(Data records)

::::::

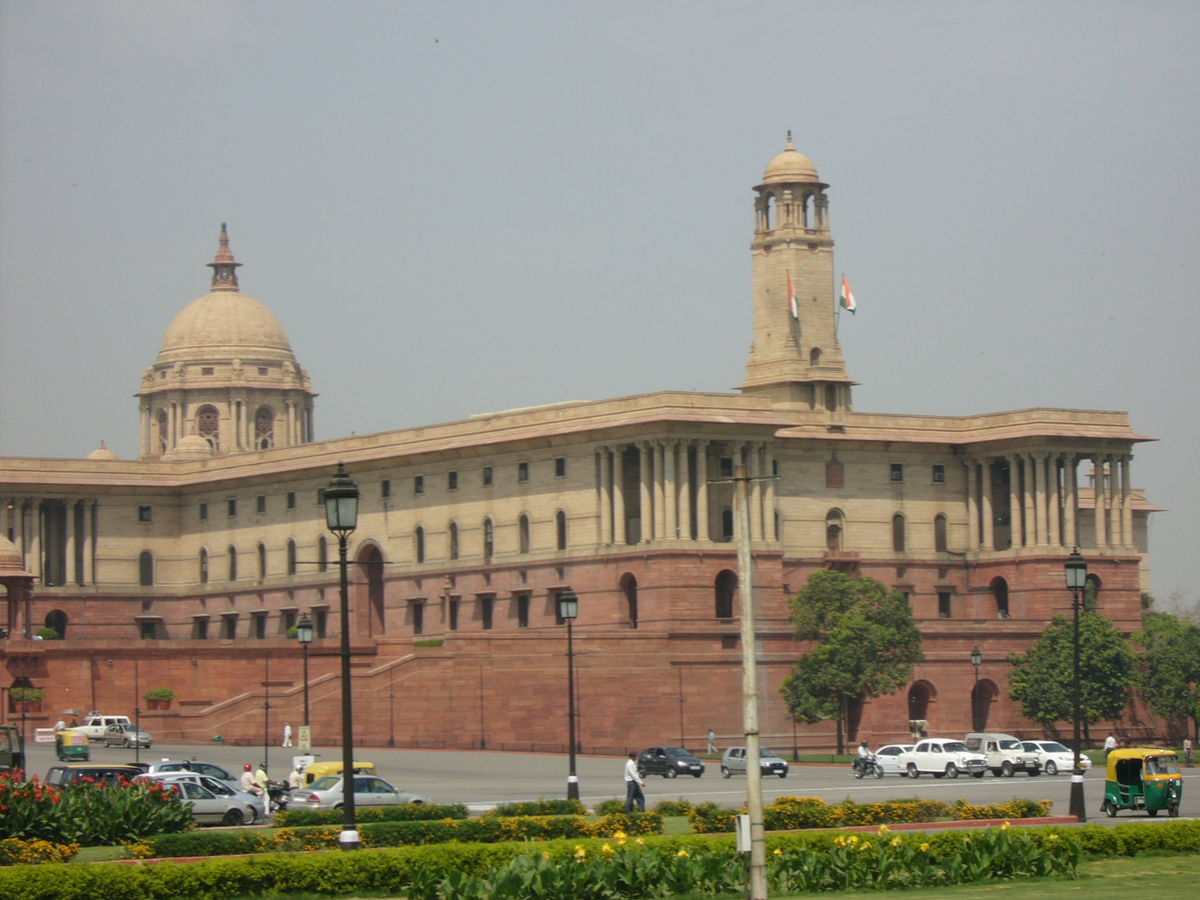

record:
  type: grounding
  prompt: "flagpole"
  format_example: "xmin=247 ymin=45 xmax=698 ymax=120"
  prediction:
xmin=835 ymin=272 xmax=842 ymax=332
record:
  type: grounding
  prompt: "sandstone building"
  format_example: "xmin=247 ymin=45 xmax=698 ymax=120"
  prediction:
xmin=0 ymin=140 xmax=1155 ymax=752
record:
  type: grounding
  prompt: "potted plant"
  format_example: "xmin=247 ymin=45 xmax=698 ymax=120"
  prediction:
xmin=10 ymin=686 xmax=45 ymax=709
xmin=143 ymin=686 xmax=176 ymax=710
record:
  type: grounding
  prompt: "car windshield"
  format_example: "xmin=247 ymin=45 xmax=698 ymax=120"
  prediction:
xmin=942 ymin=741 xmax=967 ymax=752
xmin=309 ymin=776 xmax=341 ymax=791
xmin=1041 ymin=742 xmax=1069 ymax=753
xmin=1145 ymin=756 xmax=1180 ymax=776
xmin=758 ymin=748 xmax=778 ymax=758
xmin=999 ymin=740 xmax=1022 ymax=750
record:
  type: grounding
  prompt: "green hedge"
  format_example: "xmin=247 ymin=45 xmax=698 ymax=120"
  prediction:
xmin=482 ymin=798 xmax=587 ymax=817
xmin=274 ymin=802 xmax=467 ymax=826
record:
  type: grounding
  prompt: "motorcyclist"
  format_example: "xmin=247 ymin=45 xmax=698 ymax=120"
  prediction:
xmin=240 ymin=763 xmax=264 ymax=799
xmin=854 ymin=740 xmax=872 ymax=773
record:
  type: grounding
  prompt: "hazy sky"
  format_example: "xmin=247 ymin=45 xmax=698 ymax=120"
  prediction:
xmin=2 ymin=1 xmax=1197 ymax=609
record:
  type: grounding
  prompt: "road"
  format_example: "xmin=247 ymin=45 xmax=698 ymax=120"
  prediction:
xmin=25 ymin=738 xmax=1199 ymax=821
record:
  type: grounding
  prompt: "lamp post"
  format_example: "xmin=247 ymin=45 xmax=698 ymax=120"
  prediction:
xmin=970 ymin=646 xmax=983 ymax=732
xmin=262 ymin=652 xmax=270 ymax=776
xmin=296 ymin=613 xmax=313 ymax=738
xmin=1065 ymin=547 xmax=1088 ymax=822
xmin=324 ymin=462 xmax=360 ymax=849
xmin=557 ymin=587 xmax=580 ymax=801
xmin=676 ymin=667 xmax=685 ymax=747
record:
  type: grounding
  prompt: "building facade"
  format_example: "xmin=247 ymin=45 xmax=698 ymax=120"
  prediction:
xmin=0 ymin=141 xmax=1155 ymax=752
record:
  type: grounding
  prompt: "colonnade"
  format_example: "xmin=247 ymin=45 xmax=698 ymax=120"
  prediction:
xmin=140 ymin=395 xmax=314 ymax=456
xmin=963 ymin=451 xmax=1135 ymax=553
xmin=1 ymin=497 xmax=97 ymax=586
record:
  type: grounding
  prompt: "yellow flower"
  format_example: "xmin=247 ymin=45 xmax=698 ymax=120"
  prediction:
xmin=1001 ymin=820 xmax=1010 ymax=831
xmin=774 ymin=848 xmax=783 ymax=856
xmin=574 ymin=845 xmax=587 ymax=860
xmin=877 ymin=823 xmax=891 ymax=835
xmin=542 ymin=851 xmax=551 ymax=861
xmin=848 ymin=834 xmax=859 ymax=845
xmin=834 ymin=836 xmax=846 ymax=848
xmin=614 ymin=830 xmax=627 ymax=844
xmin=891 ymin=837 xmax=902 ymax=847
xmin=1050 ymin=833 xmax=1060 ymax=842
xmin=677 ymin=849 xmax=690 ymax=858
xmin=920 ymin=842 xmax=931 ymax=852
xmin=602 ymin=843 xmax=615 ymax=855
xmin=635 ymin=837 xmax=645 ymax=846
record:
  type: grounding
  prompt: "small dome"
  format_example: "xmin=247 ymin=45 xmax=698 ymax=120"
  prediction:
xmin=164 ymin=433 xmax=214 ymax=461
xmin=87 ymin=441 xmax=118 ymax=460
xmin=762 ymin=134 xmax=820 ymax=185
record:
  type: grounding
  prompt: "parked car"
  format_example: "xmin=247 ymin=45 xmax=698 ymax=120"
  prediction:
xmin=873 ymin=744 xmax=914 ymax=776
xmin=103 ymin=723 xmax=153 ymax=748
xmin=143 ymin=759 xmax=242 ymax=790
xmin=296 ymin=774 xmax=428 ymax=811
xmin=964 ymin=732 xmax=1041 ymax=777
xmin=77 ymin=715 xmax=132 ymax=741
xmin=637 ymin=747 xmax=705 ymax=778
xmin=1020 ymin=740 xmax=1091 ymax=776
xmin=44 ymin=763 xmax=143 ymax=787
xmin=904 ymin=739 xmax=987 ymax=778
xmin=139 ymin=775 xmax=260 ymax=826
xmin=720 ymin=746 xmax=789 ymax=778
xmin=145 ymin=772 xmax=266 ymax=823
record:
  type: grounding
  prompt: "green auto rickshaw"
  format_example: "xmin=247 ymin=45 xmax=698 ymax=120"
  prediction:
xmin=54 ymin=728 xmax=91 ymax=762
xmin=1100 ymin=747 xmax=1182 ymax=817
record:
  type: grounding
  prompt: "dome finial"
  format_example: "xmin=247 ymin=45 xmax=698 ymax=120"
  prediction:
xmin=785 ymin=130 xmax=794 ymax=150
xmin=208 ymin=223 xmax=242 ymax=291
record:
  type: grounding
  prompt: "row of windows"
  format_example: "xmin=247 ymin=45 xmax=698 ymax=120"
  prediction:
xmin=415 ymin=458 xmax=567 ymax=495
xmin=890 ymin=463 xmax=944 ymax=483
xmin=825 ymin=510 xmax=953 ymax=553
xmin=414 ymin=513 xmax=568 ymax=564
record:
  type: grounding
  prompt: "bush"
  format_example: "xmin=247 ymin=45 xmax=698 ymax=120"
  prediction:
xmin=482 ymin=798 xmax=586 ymax=818
xmin=593 ymin=798 xmax=625 ymax=816
xmin=275 ymin=802 xmax=468 ymax=827
xmin=34 ymin=627 xmax=59 ymax=641
xmin=653 ymin=798 xmax=694 ymax=816
xmin=0 ymin=838 xmax=78 ymax=865
xmin=143 ymin=686 xmax=175 ymax=702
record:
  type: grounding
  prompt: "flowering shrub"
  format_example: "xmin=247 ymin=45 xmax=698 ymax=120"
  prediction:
xmin=950 ymin=798 xmax=1053 ymax=821
xmin=0 ymin=837 xmax=79 ymax=865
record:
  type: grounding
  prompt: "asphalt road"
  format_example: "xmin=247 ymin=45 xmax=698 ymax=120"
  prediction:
xmin=25 ymin=738 xmax=1199 ymax=822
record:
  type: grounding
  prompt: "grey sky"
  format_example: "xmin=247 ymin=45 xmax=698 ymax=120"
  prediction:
xmin=2 ymin=1 xmax=1196 ymax=609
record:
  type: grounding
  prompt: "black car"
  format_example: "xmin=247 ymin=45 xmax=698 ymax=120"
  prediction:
xmin=637 ymin=746 xmax=705 ymax=778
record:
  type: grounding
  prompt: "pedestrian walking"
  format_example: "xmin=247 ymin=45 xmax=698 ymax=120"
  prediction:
xmin=1104 ymin=733 xmax=1117 ymax=757
xmin=1184 ymin=737 xmax=1193 ymax=767
xmin=706 ymin=729 xmax=717 ymax=754
xmin=623 ymin=752 xmax=645 ymax=813
xmin=282 ymin=722 xmax=293 ymax=747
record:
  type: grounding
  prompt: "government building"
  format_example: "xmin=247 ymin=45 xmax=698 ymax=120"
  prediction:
xmin=0 ymin=140 xmax=1156 ymax=752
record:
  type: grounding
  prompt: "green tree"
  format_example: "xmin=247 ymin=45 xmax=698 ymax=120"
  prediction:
xmin=1008 ymin=610 xmax=1136 ymax=743
xmin=1134 ymin=612 xmax=1200 ymax=741
xmin=780 ymin=570 xmax=923 ymax=754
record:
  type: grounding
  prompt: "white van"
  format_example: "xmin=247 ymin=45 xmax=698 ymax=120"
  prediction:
xmin=964 ymin=732 xmax=1041 ymax=776
xmin=78 ymin=714 xmax=132 ymax=741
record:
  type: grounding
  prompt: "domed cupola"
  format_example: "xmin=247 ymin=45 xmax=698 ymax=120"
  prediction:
xmin=137 ymin=226 xmax=317 ymax=458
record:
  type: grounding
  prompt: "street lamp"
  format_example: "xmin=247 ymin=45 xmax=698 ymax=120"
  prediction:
xmin=1065 ymin=547 xmax=1088 ymax=822
xmin=324 ymin=462 xmax=360 ymax=849
xmin=970 ymin=646 xmax=983 ymax=732
xmin=557 ymin=587 xmax=580 ymax=801
xmin=296 ymin=613 xmax=313 ymax=736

::::::

▶ **Task**
Select and copy each line from the data that includes the word "green".

▶ **Task solution**
  prompt: "green hedge"
  prompt: "green auto rickshaw"
  prompt: "green tree"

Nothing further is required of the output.